#### Exercise brief
Go through the lines below. Copy those with "elderly".

Records contained in a dataset:
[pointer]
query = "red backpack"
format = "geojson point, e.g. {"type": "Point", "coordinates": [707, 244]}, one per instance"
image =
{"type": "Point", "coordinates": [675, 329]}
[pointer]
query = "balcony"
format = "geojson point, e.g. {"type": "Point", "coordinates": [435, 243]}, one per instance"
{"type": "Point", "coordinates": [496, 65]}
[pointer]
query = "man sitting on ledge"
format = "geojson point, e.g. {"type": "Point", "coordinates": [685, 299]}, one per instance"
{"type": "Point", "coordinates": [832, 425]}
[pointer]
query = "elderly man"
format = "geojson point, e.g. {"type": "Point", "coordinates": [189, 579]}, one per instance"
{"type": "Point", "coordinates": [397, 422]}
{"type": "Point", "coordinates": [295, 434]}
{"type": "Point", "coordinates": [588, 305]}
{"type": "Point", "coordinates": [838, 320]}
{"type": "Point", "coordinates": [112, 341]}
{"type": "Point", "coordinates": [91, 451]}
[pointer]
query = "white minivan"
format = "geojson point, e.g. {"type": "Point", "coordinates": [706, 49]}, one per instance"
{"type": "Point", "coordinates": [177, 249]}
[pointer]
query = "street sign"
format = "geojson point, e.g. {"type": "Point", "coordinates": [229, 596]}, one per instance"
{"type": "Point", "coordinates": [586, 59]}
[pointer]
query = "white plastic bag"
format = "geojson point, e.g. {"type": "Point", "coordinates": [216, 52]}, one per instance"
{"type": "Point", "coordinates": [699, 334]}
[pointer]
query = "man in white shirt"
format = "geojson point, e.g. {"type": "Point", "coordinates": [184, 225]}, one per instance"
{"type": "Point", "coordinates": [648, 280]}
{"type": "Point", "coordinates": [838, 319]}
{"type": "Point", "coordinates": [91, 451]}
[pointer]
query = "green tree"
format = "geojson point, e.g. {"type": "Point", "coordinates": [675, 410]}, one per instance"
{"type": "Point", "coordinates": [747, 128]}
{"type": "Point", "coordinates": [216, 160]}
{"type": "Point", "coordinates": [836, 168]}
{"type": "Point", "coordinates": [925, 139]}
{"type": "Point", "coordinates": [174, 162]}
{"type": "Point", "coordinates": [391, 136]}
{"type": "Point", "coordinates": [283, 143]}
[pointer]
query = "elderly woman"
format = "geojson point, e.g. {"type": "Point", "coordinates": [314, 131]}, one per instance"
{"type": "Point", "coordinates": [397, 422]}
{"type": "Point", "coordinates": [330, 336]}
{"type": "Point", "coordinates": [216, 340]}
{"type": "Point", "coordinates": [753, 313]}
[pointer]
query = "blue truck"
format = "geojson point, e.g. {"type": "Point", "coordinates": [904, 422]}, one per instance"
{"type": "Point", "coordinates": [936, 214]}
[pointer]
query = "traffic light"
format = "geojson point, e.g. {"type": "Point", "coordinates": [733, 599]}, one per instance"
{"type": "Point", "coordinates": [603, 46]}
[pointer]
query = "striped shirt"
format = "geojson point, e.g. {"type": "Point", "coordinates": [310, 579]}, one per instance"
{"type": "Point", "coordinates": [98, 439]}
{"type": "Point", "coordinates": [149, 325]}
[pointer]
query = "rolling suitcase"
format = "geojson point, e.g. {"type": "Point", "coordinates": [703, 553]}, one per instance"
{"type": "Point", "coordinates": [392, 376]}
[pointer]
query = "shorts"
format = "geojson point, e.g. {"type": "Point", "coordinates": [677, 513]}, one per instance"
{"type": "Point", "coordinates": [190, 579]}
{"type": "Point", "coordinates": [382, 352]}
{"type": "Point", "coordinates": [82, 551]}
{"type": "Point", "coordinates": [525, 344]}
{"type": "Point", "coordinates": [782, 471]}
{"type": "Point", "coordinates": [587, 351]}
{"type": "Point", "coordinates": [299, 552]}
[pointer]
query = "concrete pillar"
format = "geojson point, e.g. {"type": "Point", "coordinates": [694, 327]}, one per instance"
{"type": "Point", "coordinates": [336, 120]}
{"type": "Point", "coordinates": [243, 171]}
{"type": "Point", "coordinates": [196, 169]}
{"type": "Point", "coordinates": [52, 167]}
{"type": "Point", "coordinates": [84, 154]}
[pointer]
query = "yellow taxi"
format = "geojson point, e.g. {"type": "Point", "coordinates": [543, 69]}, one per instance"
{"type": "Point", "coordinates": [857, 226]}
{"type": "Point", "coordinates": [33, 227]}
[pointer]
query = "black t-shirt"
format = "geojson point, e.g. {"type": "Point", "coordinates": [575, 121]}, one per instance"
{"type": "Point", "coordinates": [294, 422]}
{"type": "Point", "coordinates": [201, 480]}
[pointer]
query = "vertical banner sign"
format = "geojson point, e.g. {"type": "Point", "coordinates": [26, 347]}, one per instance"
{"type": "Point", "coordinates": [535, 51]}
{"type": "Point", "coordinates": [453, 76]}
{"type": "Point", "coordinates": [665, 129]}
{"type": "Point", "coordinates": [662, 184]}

#### Answer
query = "elderly man"
query = "elderly woman"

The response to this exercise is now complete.